■ **TASK TO CARRY OUT**
Please read the bird story below and say where the bird landed after it flew up into the bus's windshield.

■ **TEXT SHOWN**
So, today on my way home as I perused the farmer's market downtown, I noticed a strange bird accross the street. I went in for a closer look. It was very small and squat and olive green and hopping around oddly on the sidewalk. I wasn't sure what it was, but figured it was some type of warbler, which is very odd for the city.

I followed him as he hopped along and watched as he tried unsuccessfully to fly up to the top of a bench, only 2 feet or so. It appeared the poor little guy couldn't fly. I bent down and reached out a couple of times and got within about 3 inches of it, so he seemed fairly tame, or unfamiliar with people.

He kept hopping and I kept following, he dodged feet of passing people and I dodged the people. One guy almost stepped on him, and said to the chick with him, "That would have been hilarious!" I resisted the urge to trip him. After all, I had a bird to pursue.

Some people noticed the bird as we went along, "Oh, look at the little bird!" "he's cute!" etc. Then we came to a veggie stand, and he hopped in under the tables in amungst the old asian ladies feet and the boxes of spare peppers. I almost gave up, but decided to see if I could still spot him. There he was, picking his way back to the curb, and the bus clogged street. I paused unsure of what to do, I didn't want to scare him into the street, but I seemed unable to catch him. It seemed only a matter of time if he was left to his own inadequate devices before he would be squished.

Suddenly a woman was behind me and trying to get by, I stepped aside, and as she passed by me, she scared the bird who was in front of me on the sidewalk. He jumped off the curb just as a bus was pulling up and then flew up into the bus' windshield. I made an audible and retarded sounding noise, as I thought I was watching the bird's last seconds. But he landed on the windshield wipers of the bus.

I hesitated for a split second, and then ran up and grabbed him. I'm sure others saw me, at least the bus driver must have. Who's that weird chick grabbing the bird? I looked at the tiny fluffy morsel in my hand. He seemed so calm, didn't struggle at all like you think a wild creature would. I wondered what now? But I had been secretly planning this all along, even hoping for the chance, I quickly tucked him into my Marshall Fields bag with my extra shoes and ran accross the street.

■ **ENTRIES SHOWN**
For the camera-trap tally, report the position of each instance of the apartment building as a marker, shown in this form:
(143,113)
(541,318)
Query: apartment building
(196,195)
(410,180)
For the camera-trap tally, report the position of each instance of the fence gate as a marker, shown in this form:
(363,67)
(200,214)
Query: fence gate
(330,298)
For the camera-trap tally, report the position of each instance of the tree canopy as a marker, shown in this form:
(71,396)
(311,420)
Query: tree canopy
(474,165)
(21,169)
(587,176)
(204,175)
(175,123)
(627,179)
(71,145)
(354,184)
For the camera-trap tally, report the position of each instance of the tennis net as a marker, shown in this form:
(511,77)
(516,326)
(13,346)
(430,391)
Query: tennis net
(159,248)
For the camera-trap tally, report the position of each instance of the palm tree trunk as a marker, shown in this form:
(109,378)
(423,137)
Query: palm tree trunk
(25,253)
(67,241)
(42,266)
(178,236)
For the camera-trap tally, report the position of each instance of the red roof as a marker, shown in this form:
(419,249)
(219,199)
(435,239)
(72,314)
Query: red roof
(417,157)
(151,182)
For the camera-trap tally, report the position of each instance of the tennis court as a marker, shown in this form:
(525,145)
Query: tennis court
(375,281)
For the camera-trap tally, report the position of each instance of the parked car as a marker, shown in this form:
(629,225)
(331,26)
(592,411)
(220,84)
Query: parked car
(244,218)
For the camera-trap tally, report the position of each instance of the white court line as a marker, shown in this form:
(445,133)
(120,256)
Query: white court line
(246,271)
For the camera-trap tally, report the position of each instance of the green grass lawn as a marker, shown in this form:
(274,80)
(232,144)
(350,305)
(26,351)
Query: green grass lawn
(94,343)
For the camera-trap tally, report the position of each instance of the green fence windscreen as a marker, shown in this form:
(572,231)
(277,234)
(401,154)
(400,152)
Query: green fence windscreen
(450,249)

■ **WRITTEN SOLUTION**
On the bus's windshield wipers.